◆ SHORT EXERCISE: Please write out every line of the records below again, requests included, and shift each coordinate in the answers by adding 115 to both of its numbers. Leave the pictures out of your answer.

Location identification entries

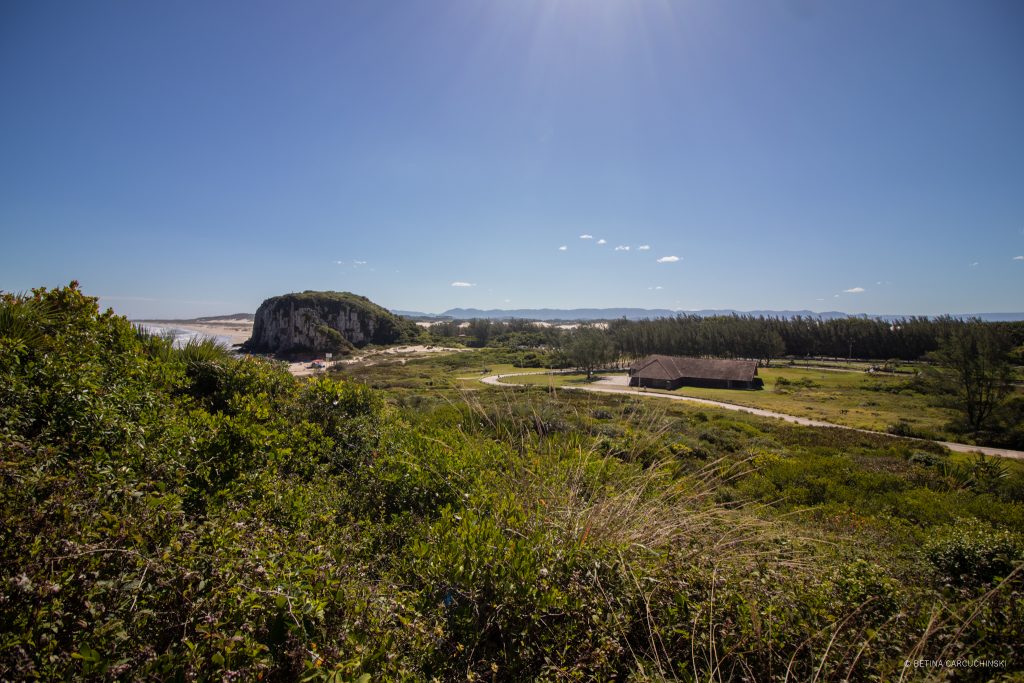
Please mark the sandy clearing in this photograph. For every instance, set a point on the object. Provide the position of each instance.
(236, 331)
(619, 384)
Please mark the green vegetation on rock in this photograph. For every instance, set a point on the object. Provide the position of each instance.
(187, 514)
(325, 322)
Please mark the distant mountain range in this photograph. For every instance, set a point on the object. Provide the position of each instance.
(640, 313)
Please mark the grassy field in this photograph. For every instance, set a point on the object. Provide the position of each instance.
(873, 401)
(185, 514)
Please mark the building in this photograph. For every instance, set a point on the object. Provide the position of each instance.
(672, 372)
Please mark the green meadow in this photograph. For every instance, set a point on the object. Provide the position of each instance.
(188, 514)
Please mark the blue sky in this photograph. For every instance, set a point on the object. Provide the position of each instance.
(194, 158)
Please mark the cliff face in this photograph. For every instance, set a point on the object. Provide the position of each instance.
(318, 322)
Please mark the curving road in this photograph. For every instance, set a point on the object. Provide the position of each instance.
(612, 386)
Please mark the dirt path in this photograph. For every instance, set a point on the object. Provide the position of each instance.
(616, 384)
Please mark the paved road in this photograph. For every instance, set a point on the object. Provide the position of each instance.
(616, 384)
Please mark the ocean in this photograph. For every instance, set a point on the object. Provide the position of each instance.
(182, 335)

◆ REPLY:
Please mark the sandy clearing in this photograph. For every instance, set a point on the object. Provide the position of each instance.
(351, 446)
(734, 499)
Please mark the green vegetation on rock in this photograph. For every instance, set a point on the object. Provide the position of each instance.
(302, 629)
(440, 437)
Please mark the distant mountain range in this photograph. For every instance, set a point on the object. Provide the position of each instance.
(755, 428)
Please mark the grassy field in this photograph. For every instance, set a point on the object. Provide the position of each instance.
(988, 516)
(300, 629)
Please mark the building in this photograph. For every instance, set a point on the object. Provide the position of each instance.
(787, 487)
Please mark the green meadow in this photograph. For every instance, set a point on the object. Provide the position of each instance.
(303, 629)
Please mark the blue sky in this photograph. For every instance, set a point on the object. Provide the position of each instance.
(309, 273)
Please mark the cliff face in this photograph. For every instance, set a point on the object. Provide the position of each instance.
(433, 437)
Please mark the curving road in this photograph. For every instance, set a point on the object. Provide the position of each instance.
(727, 501)
Please mark the dirt path in this photograph. For every instance, set a point on the object. Provide the position of each instance.
(731, 499)
Please mark the paved road in this photograph. For every instance, set a point on the object. Provide the position of each instance.
(731, 499)
Please mark the ocean in this photograph. For every instance, set a point on the object. Provide the position of each instance.
(297, 450)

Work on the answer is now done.